Segundo a decisão do ministro, proferida a partir de diversos precedentes do STJ, a legitimidade do Procon está respaldada no Código de Defesa do Consumidor. Por essa lei, os entes federados e associações podem propor ação em defesa dos direitos dos consumidores.

A jurisprudência do STJ também afirma o cabimento de ação civil pública para a defesa de direitos individuais homogêneos de relevante cunho social, como o direito à vida ou à saúde. Para o ministro, o fato de o número de beneficiados ser limitado não desnatura a relevância social do interesse que o Procon busca proteger.

INSTRUÇÃO A: Liste todas as instituições e leis mencionadas pelo nome no trecho sobre a legitimidade do Procon.

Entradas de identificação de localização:
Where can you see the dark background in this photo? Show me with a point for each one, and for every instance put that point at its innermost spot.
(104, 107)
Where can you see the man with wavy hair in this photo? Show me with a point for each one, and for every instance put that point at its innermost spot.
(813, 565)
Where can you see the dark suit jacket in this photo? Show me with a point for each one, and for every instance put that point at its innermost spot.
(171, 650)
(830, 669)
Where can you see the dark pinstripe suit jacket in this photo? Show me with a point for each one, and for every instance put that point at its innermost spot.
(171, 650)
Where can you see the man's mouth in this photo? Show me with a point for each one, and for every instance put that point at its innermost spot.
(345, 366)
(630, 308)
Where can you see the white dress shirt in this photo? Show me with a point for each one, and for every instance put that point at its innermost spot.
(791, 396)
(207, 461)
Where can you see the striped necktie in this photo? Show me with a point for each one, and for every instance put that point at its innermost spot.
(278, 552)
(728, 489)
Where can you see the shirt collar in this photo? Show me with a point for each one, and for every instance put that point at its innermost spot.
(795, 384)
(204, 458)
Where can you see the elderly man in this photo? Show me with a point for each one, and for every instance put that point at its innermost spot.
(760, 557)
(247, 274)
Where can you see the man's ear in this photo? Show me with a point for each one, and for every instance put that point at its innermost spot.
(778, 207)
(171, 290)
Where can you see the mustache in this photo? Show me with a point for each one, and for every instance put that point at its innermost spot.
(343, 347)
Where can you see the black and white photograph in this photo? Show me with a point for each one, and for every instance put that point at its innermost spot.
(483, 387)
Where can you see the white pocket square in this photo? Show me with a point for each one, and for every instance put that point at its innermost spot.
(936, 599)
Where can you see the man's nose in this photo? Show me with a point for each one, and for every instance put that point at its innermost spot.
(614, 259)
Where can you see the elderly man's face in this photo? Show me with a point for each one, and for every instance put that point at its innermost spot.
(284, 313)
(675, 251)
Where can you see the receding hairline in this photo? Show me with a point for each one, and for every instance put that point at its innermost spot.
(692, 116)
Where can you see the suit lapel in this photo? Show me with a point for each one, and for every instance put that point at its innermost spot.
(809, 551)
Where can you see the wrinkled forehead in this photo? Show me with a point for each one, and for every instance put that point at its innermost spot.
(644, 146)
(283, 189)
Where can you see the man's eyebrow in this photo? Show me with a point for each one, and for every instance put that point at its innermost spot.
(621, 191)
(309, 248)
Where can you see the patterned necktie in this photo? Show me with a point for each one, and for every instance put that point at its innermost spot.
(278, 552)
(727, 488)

INSTRUÇÃO B: Por favor, disponha em CSV de duas colunas, "enunciado" e "resposta", as entradas entre a linha que contém "Where can you see the man's nose" e o fim das entradas, inclusive. Use uma linha por entrada, cada campo entre aspas e as quebras de linha trocadas por espaços.

RESPOSTA A:
STJ
Procon
Código de Defesa do Consumidor

RESPOSTA B:
enunciado,resposta
"Where can you see the man's nose in this photo? Show me with a point for each one, and for every instance put that point at its innermost spot.","(614, 259)"
"Where can you see the elderly man's face in this photo? Show me with a point for each one, and for every instance put that point at its innermost spot.","(284, 313) (675, 251)"
"Where can you see the receding hairline in this photo? Show me with a point for each one, and for every instance put that point at its innermost spot.","(692, 116)"
"Where can you see the suit lapel in this photo? Show me with a point for each one, and for every instance put that point at its innermost spot.","(809, 551)"
"Where can you see the wrinkled forehead in this photo? Show me with a point for each one, and for every instance put that point at its innermost spot.","(644, 146) (283, 189)"
"Where can you see the man's eyebrow in this photo? Show me with a point for each one, and for every instance put that point at its innermost spot.","(621, 191) (309, 248)"
"Where can you see the patterned necktie in this photo? Show me with a point for each one, and for every instance put that point at its innermost spot.","(278, 552) (727, 488)"